[Begin TEXT]

A David Bowie Playlist

In memory of David Bowie, I asked some past Song Exploder guests to help curate a playlist for the show’s newsletter. They each picked their favorite David Bowie track, and wrote a few words about the song they chose. You can listen to the playlist via Spotify or YouTube, and read their thoughts below:

Quicksand
Jim James, My Morning Jacket:
I heard this song for the first time on Bondi beach in Australia while the sun was setting in the wrong direction and the water drained backwards and my brain has never been the same since. 

Valentine’s Day 
Ben Gibbard, Death Cab for Cutie:
The phrase “I prefer their early stuff” is the collateral damage of being a career artist.  What always astounded me about Bowie was how throughout his career he continued to pile on to what was already an impressive and iconic body of work.  He was the only artist of his generation that I truly looked forward to The New Stuff. There was no soft, safe period, it was always interesting and forward thinking.  There was always something to discover. I chose this song off his second to last album because I believe it ranks amongst the best pop songs he ever wrote. Seriously, who else could pull that off???

[End TEXT]
[Begin DATASET ENTRIES]

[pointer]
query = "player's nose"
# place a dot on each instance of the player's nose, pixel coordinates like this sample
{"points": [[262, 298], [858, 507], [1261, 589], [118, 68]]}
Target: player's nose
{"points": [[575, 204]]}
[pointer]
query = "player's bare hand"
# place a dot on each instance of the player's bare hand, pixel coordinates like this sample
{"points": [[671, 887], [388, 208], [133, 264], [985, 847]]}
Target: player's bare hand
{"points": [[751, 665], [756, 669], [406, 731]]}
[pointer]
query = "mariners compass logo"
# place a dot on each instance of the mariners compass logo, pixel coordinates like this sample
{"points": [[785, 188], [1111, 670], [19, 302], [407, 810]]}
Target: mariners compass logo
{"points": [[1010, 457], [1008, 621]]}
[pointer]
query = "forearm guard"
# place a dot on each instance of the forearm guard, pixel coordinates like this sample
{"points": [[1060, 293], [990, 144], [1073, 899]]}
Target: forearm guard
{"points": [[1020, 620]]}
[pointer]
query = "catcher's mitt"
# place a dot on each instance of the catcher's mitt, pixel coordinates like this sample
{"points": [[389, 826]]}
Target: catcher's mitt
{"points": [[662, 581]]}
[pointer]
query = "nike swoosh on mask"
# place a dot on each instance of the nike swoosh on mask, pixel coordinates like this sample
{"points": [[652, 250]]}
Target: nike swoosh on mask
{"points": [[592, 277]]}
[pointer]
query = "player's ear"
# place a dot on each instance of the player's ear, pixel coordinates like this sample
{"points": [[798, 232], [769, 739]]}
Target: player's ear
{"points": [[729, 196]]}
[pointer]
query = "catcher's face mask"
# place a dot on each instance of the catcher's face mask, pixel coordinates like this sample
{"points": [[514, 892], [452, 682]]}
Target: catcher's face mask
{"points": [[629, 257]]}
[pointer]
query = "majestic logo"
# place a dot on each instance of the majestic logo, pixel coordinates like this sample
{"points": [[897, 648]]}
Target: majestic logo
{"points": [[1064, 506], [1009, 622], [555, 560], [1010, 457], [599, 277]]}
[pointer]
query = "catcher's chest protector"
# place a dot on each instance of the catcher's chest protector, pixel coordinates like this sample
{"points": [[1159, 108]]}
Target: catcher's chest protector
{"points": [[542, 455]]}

[End DATASET ENTRIES]

▶ **DIRECTIONS**:
A. In the David Bowie playlist text, where did Jim James first hear "Quicksand"?
B. Translate this sentence from the David Bowie playlist text into Spanish: "There was always something to discover."

▶ **THE ANSWERS**:
A. On Bondi beach in Australia.

B. Siempre había algo por descubrir.